-- Opening Marker --

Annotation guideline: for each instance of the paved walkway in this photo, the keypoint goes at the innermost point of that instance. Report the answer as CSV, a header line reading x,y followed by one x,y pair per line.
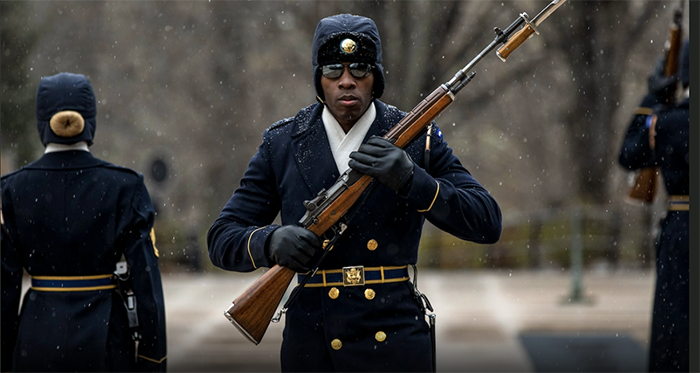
x,y
481,316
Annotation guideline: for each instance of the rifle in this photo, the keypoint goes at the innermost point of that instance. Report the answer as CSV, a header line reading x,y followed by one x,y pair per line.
x,y
646,180
329,212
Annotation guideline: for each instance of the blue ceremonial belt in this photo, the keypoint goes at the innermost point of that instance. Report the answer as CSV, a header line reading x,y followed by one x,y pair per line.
x,y
73,283
678,203
355,276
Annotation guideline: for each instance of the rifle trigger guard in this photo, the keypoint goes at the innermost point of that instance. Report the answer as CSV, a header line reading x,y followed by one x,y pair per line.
x,y
525,18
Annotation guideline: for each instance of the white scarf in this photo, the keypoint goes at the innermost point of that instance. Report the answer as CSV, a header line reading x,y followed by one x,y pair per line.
x,y
341,143
54,147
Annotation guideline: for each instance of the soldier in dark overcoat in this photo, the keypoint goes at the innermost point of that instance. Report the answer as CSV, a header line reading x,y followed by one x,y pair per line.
x,y
339,323
658,136
68,219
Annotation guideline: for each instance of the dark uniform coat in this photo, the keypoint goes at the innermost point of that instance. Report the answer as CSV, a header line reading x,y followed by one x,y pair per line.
x,y
377,328
670,323
71,214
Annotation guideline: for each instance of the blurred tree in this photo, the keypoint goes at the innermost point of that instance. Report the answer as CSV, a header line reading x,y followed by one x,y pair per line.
x,y
18,35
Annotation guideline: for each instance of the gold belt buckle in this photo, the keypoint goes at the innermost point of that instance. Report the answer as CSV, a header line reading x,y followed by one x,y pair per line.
x,y
354,276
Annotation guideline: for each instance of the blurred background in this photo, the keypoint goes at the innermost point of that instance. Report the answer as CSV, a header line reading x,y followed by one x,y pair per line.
x,y
186,88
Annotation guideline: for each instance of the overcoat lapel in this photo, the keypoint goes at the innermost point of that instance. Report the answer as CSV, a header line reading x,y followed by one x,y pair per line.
x,y
312,152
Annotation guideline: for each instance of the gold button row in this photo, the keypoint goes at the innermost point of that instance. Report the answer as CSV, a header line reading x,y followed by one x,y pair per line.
x,y
336,344
333,293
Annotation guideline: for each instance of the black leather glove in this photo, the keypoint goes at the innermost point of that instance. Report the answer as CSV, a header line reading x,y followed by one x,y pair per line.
x,y
661,86
293,247
383,161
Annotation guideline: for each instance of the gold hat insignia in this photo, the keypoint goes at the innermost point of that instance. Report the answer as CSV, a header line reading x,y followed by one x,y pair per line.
x,y
348,46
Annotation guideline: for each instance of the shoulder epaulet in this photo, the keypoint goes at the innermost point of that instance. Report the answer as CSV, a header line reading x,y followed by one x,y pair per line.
x,y
128,170
281,123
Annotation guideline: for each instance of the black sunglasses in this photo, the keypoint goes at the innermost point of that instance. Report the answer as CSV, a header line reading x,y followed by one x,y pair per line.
x,y
357,70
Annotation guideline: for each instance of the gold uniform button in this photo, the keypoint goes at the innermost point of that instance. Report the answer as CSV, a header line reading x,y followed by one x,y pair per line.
x,y
333,293
336,344
380,337
372,244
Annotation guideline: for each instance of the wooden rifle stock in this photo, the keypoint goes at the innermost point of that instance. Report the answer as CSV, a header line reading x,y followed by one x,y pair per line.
x,y
646,179
252,311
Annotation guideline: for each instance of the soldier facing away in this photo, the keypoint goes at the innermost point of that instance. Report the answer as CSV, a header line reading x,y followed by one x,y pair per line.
x,y
68,219
659,136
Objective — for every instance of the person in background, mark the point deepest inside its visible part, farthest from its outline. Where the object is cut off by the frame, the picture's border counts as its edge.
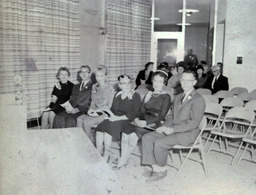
(153, 110)
(102, 96)
(124, 109)
(79, 101)
(60, 94)
(201, 78)
(180, 127)
(220, 64)
(145, 76)
(216, 81)
(164, 66)
(190, 60)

-- Closing Marker --

■ **Exercise**
Begin at the line with "Annotation guideline: for each instance of the soldier facing" and retype exactly every line through the last one of the entries above, both included, and nothing more; pictures stay out.

■ **Expected output**
Annotation guideline: for each instance of the soldier facing away in this photo, the keypoint goes at the innermost point of that instance. Report the answer as CSV, a header line reading x,y followed by one x,y pair per line.
x,y
68,219
659,136
Objective — for every instance of the person in background, mark the point deepest inside its visible part, farthest from its outline. Where the object is cut off by the frame, the picture's border counts as its edge.
(153, 110)
(102, 96)
(124, 109)
(79, 101)
(60, 94)
(201, 78)
(180, 127)
(220, 64)
(145, 76)
(216, 81)
(164, 66)
(190, 60)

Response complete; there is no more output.